Stored items:

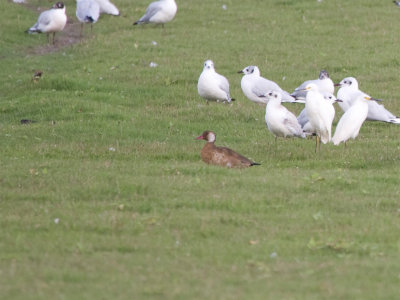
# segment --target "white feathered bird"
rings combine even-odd
[[[238,73],[244,74],[241,80],[241,87],[244,95],[256,103],[267,103],[265,95],[269,91],[278,91],[282,94],[282,102],[295,102],[290,94],[280,88],[280,86],[260,75],[260,69],[257,66],[248,66]]]
[[[353,105],[340,118],[332,142],[339,145],[346,143],[350,138],[355,139],[360,132],[361,126],[368,116],[368,103],[371,101],[380,101],[367,95],[359,94]]]
[[[211,60],[204,62],[203,72],[200,74],[197,90],[204,99],[211,101],[234,101],[229,93],[229,82],[224,76],[218,74]]]
[[[175,15],[178,7],[175,0],[160,0],[150,3],[147,7],[145,14],[137,20],[133,25],[142,23],[162,24],[171,21]]]
[[[335,85],[332,79],[330,79],[329,73],[325,70],[321,70],[318,79],[307,80],[303,82],[300,86],[298,86],[294,90],[291,96],[296,98],[296,100],[305,100],[307,95],[307,91],[305,90],[305,88],[310,83],[314,83],[317,86],[320,93],[333,94],[333,92],[335,91]]]
[[[49,40],[49,34],[53,33],[53,44],[56,32],[62,31],[67,24],[67,15],[65,14],[65,5],[63,2],[57,2],[49,10],[43,11],[28,33],[46,33]]]
[[[275,137],[300,137],[305,138],[303,130],[296,116],[281,104],[280,91],[270,91],[266,95],[267,107],[265,109],[265,123],[268,130]]]
[[[337,86],[337,98],[343,102],[339,103],[340,108],[346,112],[359,98],[359,96],[370,97],[368,94],[359,90],[357,79],[354,77],[344,78]],[[382,121],[387,123],[400,124],[400,118],[388,111],[383,105],[375,101],[368,101],[368,121]]]
[[[333,104],[335,102],[340,102],[341,100],[336,99],[335,95],[331,94],[331,93],[322,93],[322,96],[324,97],[325,101],[327,101],[328,104],[330,104],[332,106],[332,108],[329,107],[328,111],[330,113],[330,118],[333,119],[335,118],[335,108],[333,107]],[[301,127],[303,128],[303,131],[306,134],[314,134],[315,133],[315,129],[312,127],[310,120],[308,119],[307,116],[307,110],[306,108],[304,108],[300,114],[297,116],[297,120],[299,121],[299,124],[301,125]]]
[[[100,6],[96,0],[77,0],[76,17],[81,22],[81,35],[84,23],[89,23],[90,28],[100,17]]]
[[[320,147],[320,141],[326,144],[331,140],[334,108],[331,103],[324,99],[314,83],[308,84],[305,90],[307,90],[306,112],[310,125],[317,136],[315,141],[315,151],[317,151]]]
[[[96,0],[96,2],[100,6],[101,14],[119,16],[118,8],[113,3],[111,3],[109,0]]]

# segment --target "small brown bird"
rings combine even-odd
[[[40,78],[42,77],[42,75],[43,75],[42,71],[36,70],[35,73],[33,74],[32,81],[38,82],[40,80]]]
[[[228,168],[247,168],[260,165],[229,148],[215,146],[215,139],[215,133],[209,130],[204,131],[202,135],[196,138],[196,140],[207,141],[207,144],[201,150],[201,159],[205,163]]]

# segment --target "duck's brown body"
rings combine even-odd
[[[215,133],[212,131],[204,131],[197,139],[207,140],[201,150],[201,159],[207,164],[228,168],[247,168],[259,165],[229,148],[215,146]]]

» Work to be completed:
Every line in the entries above that mentions the word "target" must be shown.

» Response to the task:
# segment --target "white feathered bird"
# segment --target "small brown bird"
# segment --target "duck's brown body"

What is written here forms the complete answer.